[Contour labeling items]

* START *

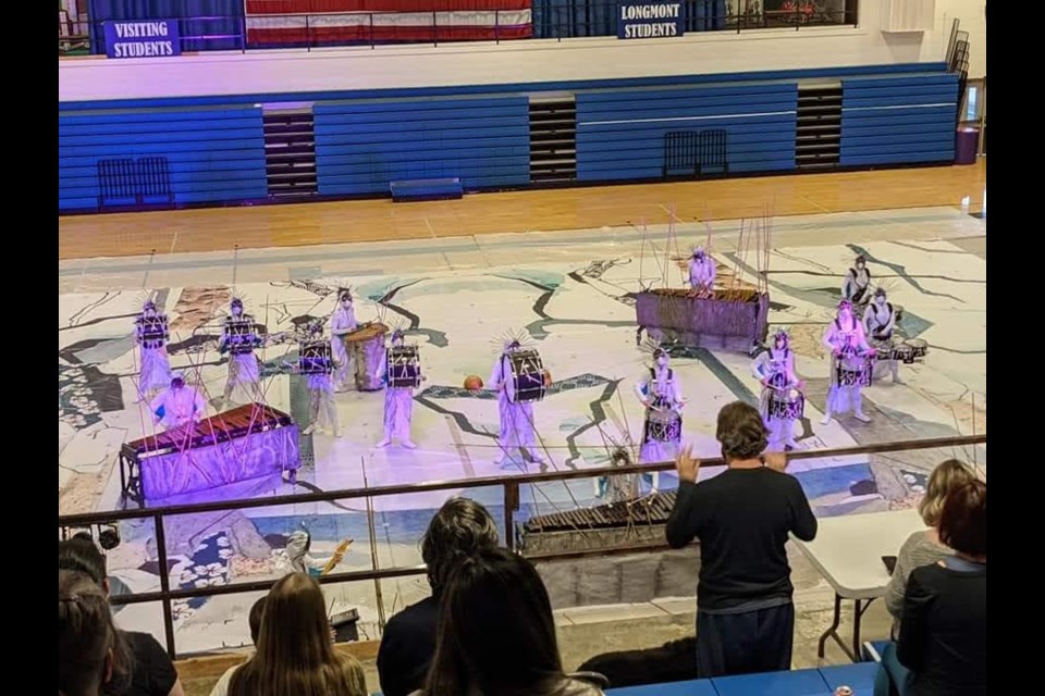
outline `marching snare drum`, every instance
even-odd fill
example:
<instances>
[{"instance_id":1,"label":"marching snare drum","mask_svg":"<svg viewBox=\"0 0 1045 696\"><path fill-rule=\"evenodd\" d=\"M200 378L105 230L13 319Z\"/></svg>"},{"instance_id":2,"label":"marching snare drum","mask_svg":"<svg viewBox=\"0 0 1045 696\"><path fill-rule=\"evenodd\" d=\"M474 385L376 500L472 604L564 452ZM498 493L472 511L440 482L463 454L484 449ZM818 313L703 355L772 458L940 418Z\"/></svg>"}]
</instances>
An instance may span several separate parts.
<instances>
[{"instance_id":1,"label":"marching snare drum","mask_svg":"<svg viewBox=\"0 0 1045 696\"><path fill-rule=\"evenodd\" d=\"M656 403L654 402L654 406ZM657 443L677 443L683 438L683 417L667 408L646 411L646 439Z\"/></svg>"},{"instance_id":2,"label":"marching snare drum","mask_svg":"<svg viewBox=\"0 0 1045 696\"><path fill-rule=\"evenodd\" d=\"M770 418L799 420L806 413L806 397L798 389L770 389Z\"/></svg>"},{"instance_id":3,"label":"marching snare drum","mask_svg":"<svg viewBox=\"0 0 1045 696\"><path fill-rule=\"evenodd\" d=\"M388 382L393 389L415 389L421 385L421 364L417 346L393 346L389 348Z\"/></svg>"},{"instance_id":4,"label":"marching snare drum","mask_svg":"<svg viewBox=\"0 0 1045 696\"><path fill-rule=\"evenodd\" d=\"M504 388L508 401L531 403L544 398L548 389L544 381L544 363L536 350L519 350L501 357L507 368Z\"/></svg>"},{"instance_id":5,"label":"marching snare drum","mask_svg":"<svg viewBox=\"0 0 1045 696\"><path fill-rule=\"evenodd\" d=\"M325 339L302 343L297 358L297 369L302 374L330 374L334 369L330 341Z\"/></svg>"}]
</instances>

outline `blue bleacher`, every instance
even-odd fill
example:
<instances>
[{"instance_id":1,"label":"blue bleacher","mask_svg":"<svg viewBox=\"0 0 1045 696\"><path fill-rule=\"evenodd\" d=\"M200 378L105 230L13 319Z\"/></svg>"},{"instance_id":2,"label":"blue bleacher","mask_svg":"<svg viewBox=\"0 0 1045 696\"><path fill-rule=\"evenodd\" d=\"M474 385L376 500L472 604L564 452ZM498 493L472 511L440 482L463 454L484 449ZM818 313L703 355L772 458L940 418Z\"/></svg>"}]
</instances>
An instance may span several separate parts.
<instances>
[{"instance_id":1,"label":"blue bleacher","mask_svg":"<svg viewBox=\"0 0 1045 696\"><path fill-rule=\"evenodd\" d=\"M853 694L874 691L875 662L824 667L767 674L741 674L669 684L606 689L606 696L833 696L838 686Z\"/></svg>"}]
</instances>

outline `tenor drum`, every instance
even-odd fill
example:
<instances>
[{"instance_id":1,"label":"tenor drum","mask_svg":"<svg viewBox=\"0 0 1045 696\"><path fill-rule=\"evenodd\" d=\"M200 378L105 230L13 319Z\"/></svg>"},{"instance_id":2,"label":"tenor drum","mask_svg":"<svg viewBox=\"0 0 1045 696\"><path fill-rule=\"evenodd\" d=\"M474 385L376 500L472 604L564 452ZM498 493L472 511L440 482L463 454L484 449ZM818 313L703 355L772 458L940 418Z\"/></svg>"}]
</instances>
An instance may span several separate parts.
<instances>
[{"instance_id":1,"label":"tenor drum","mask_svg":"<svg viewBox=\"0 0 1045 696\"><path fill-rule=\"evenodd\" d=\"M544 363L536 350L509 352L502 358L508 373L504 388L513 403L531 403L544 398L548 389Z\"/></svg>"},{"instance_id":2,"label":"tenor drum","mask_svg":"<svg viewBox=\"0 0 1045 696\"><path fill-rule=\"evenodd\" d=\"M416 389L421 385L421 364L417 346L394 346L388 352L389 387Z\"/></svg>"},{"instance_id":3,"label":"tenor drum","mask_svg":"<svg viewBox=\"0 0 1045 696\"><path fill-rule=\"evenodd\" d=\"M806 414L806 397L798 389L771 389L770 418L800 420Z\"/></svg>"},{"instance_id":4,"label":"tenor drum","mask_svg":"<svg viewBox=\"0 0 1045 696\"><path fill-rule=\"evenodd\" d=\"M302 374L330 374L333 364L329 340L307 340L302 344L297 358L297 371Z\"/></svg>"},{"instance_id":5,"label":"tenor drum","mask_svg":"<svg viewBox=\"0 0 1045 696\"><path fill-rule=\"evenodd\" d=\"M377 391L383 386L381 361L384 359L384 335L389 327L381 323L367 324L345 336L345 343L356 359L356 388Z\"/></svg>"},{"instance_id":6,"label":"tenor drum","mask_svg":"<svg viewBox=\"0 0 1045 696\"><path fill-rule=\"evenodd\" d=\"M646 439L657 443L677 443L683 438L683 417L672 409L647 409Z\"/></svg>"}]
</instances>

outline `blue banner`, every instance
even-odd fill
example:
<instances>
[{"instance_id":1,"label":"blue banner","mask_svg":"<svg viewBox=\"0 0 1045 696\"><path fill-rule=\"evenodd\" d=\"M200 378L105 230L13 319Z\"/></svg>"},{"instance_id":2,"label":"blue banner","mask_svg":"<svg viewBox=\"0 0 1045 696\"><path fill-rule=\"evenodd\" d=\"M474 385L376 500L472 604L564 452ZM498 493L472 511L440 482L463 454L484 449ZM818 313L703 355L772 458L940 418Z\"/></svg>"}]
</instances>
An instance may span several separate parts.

* END *

Required work ::
In your copy of the records, include no pictures; repeat everything else exactly.

Solution to this exercise ::
outline `marching snare drum`, every instance
even-odd fill
example:
<instances>
[{"instance_id":1,"label":"marching snare drum","mask_svg":"<svg viewBox=\"0 0 1045 696\"><path fill-rule=\"evenodd\" d=\"M200 378L105 230L13 319Z\"/></svg>"},{"instance_id":2,"label":"marching snare drum","mask_svg":"<svg viewBox=\"0 0 1045 696\"><path fill-rule=\"evenodd\" d=\"M474 385L376 500L472 604L564 452ZM498 493L472 511L440 482L463 454L484 449ZM818 313L703 355L772 458L940 418Z\"/></svg>"}]
</instances>
An instance may span several separate parts.
<instances>
[{"instance_id":1,"label":"marching snare drum","mask_svg":"<svg viewBox=\"0 0 1045 696\"><path fill-rule=\"evenodd\" d=\"M656 403L654 402L654 406ZM657 443L677 443L683 438L683 417L667 408L646 411L646 439Z\"/></svg>"},{"instance_id":2,"label":"marching snare drum","mask_svg":"<svg viewBox=\"0 0 1045 696\"><path fill-rule=\"evenodd\" d=\"M770 418L799 420L806 413L806 397L798 389L770 389Z\"/></svg>"},{"instance_id":3,"label":"marching snare drum","mask_svg":"<svg viewBox=\"0 0 1045 696\"><path fill-rule=\"evenodd\" d=\"M388 382L393 389L415 389L421 385L421 364L417 346L393 346L389 348Z\"/></svg>"},{"instance_id":4,"label":"marching snare drum","mask_svg":"<svg viewBox=\"0 0 1045 696\"><path fill-rule=\"evenodd\" d=\"M504 388L508 401L531 403L544 398L548 389L544 381L544 363L536 350L519 350L501 357L507 368Z\"/></svg>"},{"instance_id":5,"label":"marching snare drum","mask_svg":"<svg viewBox=\"0 0 1045 696\"><path fill-rule=\"evenodd\" d=\"M325 339L302 343L297 358L297 369L302 374L330 374L334 369L330 341Z\"/></svg>"}]
</instances>

outline `blue bleacher`, every instance
even-odd fill
example:
<instances>
[{"instance_id":1,"label":"blue bleacher","mask_svg":"<svg viewBox=\"0 0 1045 696\"><path fill-rule=\"evenodd\" d=\"M200 378L105 230L13 319Z\"/></svg>"},{"instance_id":2,"label":"blue bleacher","mask_svg":"<svg viewBox=\"0 0 1045 696\"><path fill-rule=\"evenodd\" d=\"M474 385L376 500L472 604L564 452ZM498 493L472 511L440 482L463 454L484 449ZM818 313L703 355L772 458L940 418Z\"/></svg>"}]
</instances>
An instance may span several separate parts.
<instances>
[{"instance_id":1,"label":"blue bleacher","mask_svg":"<svg viewBox=\"0 0 1045 696\"><path fill-rule=\"evenodd\" d=\"M853 694L874 691L875 662L824 667L767 674L741 674L669 684L606 689L606 696L833 696L838 686Z\"/></svg>"}]
</instances>

outline `tenor drum`, every instance
even-odd fill
example:
<instances>
[{"instance_id":1,"label":"tenor drum","mask_svg":"<svg viewBox=\"0 0 1045 696\"><path fill-rule=\"evenodd\" d=\"M200 378L105 230L13 319Z\"/></svg>"},{"instance_id":2,"label":"tenor drum","mask_svg":"<svg viewBox=\"0 0 1045 696\"><path fill-rule=\"evenodd\" d=\"M474 385L376 500L472 604L564 452ZM498 493L472 511L440 482L463 454L484 449ZM818 313L703 355L772 458L940 418Z\"/></svg>"}]
</instances>
An instance may span several separate parts.
<instances>
[{"instance_id":1,"label":"tenor drum","mask_svg":"<svg viewBox=\"0 0 1045 696\"><path fill-rule=\"evenodd\" d=\"M544 363L536 350L509 352L502 358L508 373L504 388L513 403L531 403L544 398L548 389Z\"/></svg>"},{"instance_id":2,"label":"tenor drum","mask_svg":"<svg viewBox=\"0 0 1045 696\"><path fill-rule=\"evenodd\" d=\"M416 389L421 385L421 364L417 346L394 346L388 352L389 387Z\"/></svg>"},{"instance_id":3,"label":"tenor drum","mask_svg":"<svg viewBox=\"0 0 1045 696\"><path fill-rule=\"evenodd\" d=\"M806 414L806 397L798 389L771 389L770 418L800 420Z\"/></svg>"},{"instance_id":4,"label":"tenor drum","mask_svg":"<svg viewBox=\"0 0 1045 696\"><path fill-rule=\"evenodd\" d=\"M302 374L330 374L333 364L329 340L307 340L302 344L297 358L297 371Z\"/></svg>"},{"instance_id":5,"label":"tenor drum","mask_svg":"<svg viewBox=\"0 0 1045 696\"><path fill-rule=\"evenodd\" d=\"M377 391L383 386L381 361L384 359L384 335L389 327L381 323L367 324L345 336L345 343L356 359L356 388Z\"/></svg>"},{"instance_id":6,"label":"tenor drum","mask_svg":"<svg viewBox=\"0 0 1045 696\"><path fill-rule=\"evenodd\" d=\"M646 439L657 443L677 443L683 438L683 417L672 409L647 409Z\"/></svg>"}]
</instances>

outline `blue banner`, every instance
even-odd fill
example:
<instances>
[{"instance_id":1,"label":"blue banner","mask_svg":"<svg viewBox=\"0 0 1045 696\"><path fill-rule=\"evenodd\" d=\"M200 378L105 230L13 319Z\"/></svg>"},{"instance_id":2,"label":"blue banner","mask_svg":"<svg viewBox=\"0 0 1045 696\"><path fill-rule=\"evenodd\" d=\"M474 385L376 500L472 604L564 452ZM498 493L472 511L440 482L463 454L484 449ZM818 313L703 355L772 458L940 418Z\"/></svg>"}]
</instances>
An instance may span several separate parts.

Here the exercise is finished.